● **Document passage**
────────────────────

= Carol Tambor Best of Edinburgh Award =

The Carol Tambor Best of Edinburgh Award is a theater prize given annually at the Edinburgh Festival Fringe.

==History==

The Award has presented by the Carol Tambor Theatrical Foundation since 2004. In a formal agreement with the Fringe Society, it will be given in perpetuity.

==Rules==

All productions which receive a four or five star review in The Scotsman newspaper and have not previously been presented in New York City are eligible for the prize.

The winner is announced at The Scotsmans final Fringe First Award ceremony, which is held on the final Friday morning of the Festival Fringe. The winner receives a four-week run at an Off-Broadway Theater in New York, all expenses paid, including: visa expenses; transportation for cast, crew and props; hotel for cast and crew; per diems; guaranteed stipend; and net box office receipts.

────────────────────

● **Task instructions**
Can you reproduce, word for word, the part of the Carol Tambor award text that opens with "The Carol Tambor Best" and closes with "for the prize."?

────────────────────

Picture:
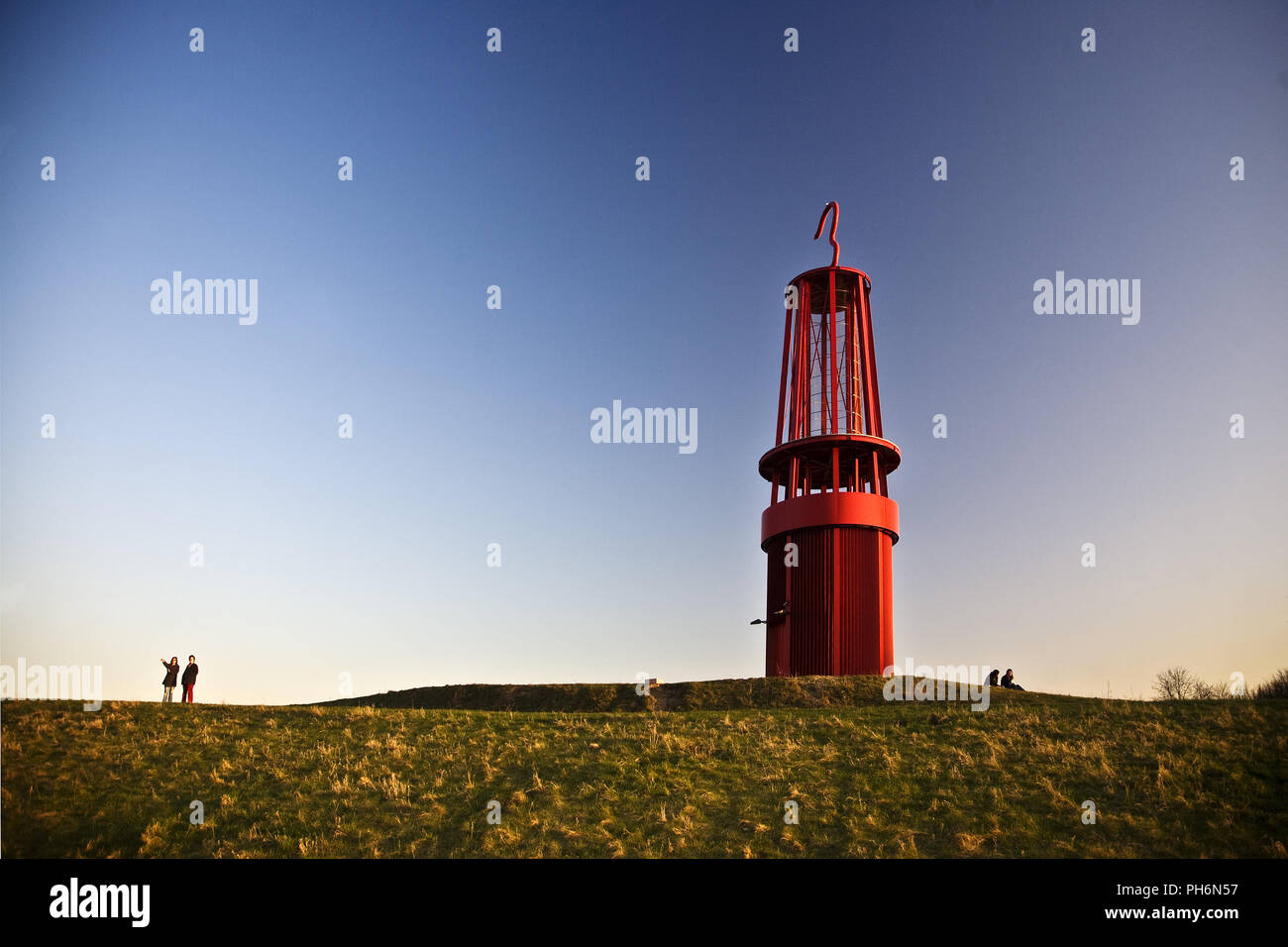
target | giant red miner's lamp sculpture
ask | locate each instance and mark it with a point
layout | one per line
(829, 526)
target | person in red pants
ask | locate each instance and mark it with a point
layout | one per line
(189, 678)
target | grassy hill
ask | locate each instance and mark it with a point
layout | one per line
(692, 770)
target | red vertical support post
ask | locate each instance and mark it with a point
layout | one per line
(782, 385)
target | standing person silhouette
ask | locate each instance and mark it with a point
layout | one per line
(189, 678)
(1009, 681)
(171, 678)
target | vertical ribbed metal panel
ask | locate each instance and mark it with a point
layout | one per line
(841, 629)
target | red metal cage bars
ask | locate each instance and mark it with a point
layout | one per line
(829, 526)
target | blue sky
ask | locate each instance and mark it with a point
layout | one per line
(516, 169)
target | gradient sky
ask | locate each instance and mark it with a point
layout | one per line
(368, 556)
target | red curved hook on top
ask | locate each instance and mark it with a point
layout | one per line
(836, 215)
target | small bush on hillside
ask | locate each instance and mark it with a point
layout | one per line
(1275, 688)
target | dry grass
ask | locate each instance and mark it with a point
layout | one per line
(876, 780)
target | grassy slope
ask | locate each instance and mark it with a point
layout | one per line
(872, 779)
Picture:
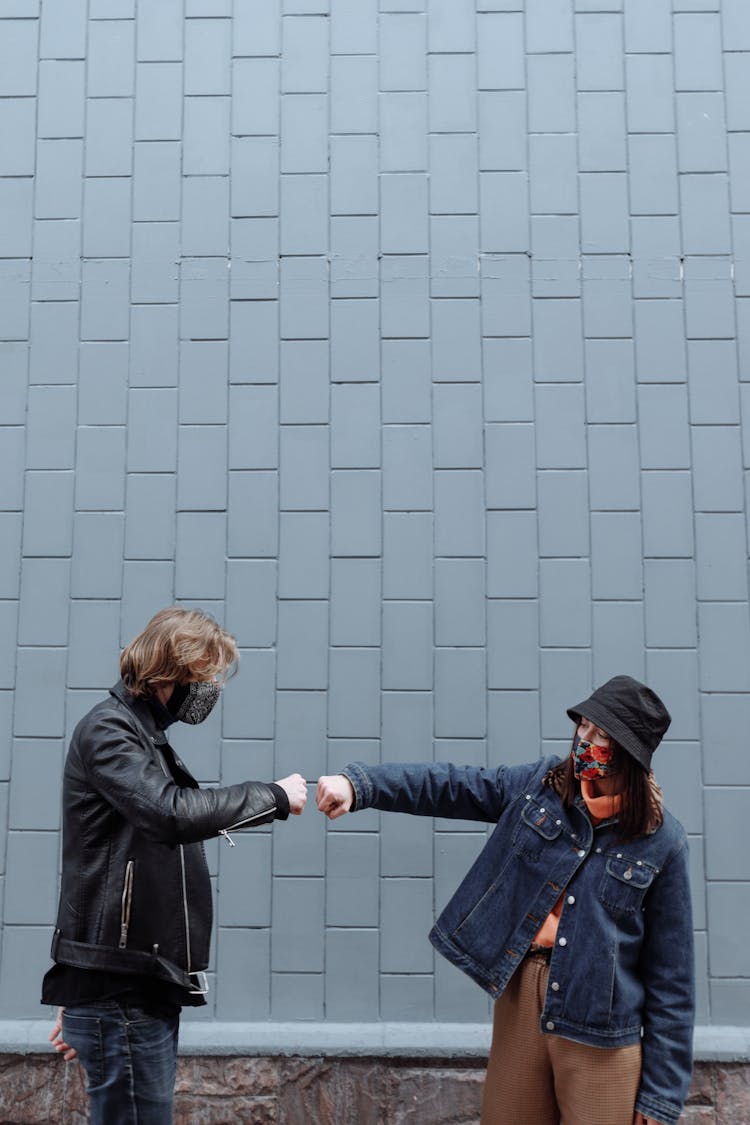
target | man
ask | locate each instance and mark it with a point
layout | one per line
(133, 933)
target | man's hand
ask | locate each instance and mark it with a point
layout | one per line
(334, 795)
(295, 786)
(56, 1037)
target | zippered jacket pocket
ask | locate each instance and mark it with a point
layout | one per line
(126, 902)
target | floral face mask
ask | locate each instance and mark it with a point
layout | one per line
(193, 702)
(592, 761)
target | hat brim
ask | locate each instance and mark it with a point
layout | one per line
(614, 727)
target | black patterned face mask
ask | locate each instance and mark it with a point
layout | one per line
(193, 702)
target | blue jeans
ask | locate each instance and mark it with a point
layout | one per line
(129, 1059)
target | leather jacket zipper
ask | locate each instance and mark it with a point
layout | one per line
(243, 824)
(184, 907)
(126, 902)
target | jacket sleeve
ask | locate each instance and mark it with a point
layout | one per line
(430, 789)
(668, 972)
(129, 779)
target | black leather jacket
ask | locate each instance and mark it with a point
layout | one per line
(135, 894)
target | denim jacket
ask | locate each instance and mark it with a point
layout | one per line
(622, 964)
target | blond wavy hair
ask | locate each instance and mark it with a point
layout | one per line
(177, 646)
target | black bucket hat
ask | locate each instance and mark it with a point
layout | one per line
(630, 712)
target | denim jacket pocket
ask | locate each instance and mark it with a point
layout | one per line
(535, 829)
(624, 884)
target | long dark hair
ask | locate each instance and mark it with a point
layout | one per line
(640, 812)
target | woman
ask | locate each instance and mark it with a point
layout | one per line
(132, 942)
(575, 917)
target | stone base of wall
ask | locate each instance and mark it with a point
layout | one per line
(45, 1090)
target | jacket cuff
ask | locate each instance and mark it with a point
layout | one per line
(355, 773)
(281, 801)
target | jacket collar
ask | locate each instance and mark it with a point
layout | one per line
(148, 712)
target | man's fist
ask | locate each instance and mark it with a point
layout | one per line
(295, 786)
(334, 795)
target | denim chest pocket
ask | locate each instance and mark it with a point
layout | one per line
(624, 884)
(536, 828)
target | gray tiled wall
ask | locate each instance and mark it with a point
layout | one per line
(410, 339)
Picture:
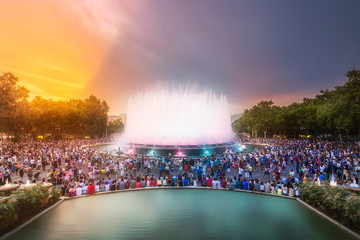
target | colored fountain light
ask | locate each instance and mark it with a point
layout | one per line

────────────────────

● **Complete answer**
The Carol Tambor Best of Edinburgh Award is a theater prize given annually at the Edinburgh Festival Fringe.

==History==

The Award has presented by the Carol Tambor Theatrical Foundation since 2004. In a formal agreement with the Fringe Society, it will be given in perpetuity.

==Rules==

All productions which receive a four or five star review in The Scotsman newspaper and have not previously been presented in New York City are eligible for the prize.